**Page extract**:
====
It’s barely been a day since the libra white paper was released and regulators are already taking aim at Facebook’s new digital currency.
International Reaction to Facebook’s Libra
Officials in Europe didn’t waste any time chiming in on the announcement. While the crypto industry and everyone else were still collecting themselves, political leaders from France, England, the U.S. and Germany reacted to the news with a mixture of skepticism and caution. One has even gone as far as to ask Facebook to cease development so regulators can play catch up to evaluate it.
Bruno Le Maire, France’s minister of finance, for example, displayed some anxiety-laced agency. He told Europe 1 radio that libra cannot “become a sovereign currency.”
“It is out of the question … It can’t and must not happen,” he said.
Le Maire went on to request that central bank governors for the Group of Seven (the U.S., U.K., Canada, Italy, Spain, France and Japan) collaborate to prepare a report for its July 2019 summit.
====
**Source data**:
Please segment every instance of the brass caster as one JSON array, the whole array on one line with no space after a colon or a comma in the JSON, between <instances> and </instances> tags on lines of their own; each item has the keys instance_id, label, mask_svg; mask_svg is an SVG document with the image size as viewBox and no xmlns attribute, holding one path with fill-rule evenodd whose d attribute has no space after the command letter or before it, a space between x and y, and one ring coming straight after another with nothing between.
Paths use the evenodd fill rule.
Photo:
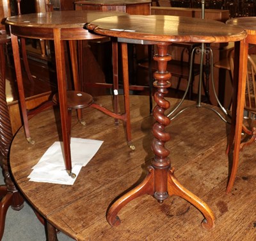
====
**Set exercise**: In the article on reactions to Facebook's libra, which radio station did France's finance minister tell that libra cannot become a sovereign currency?

**Answer for the task**: Europe 1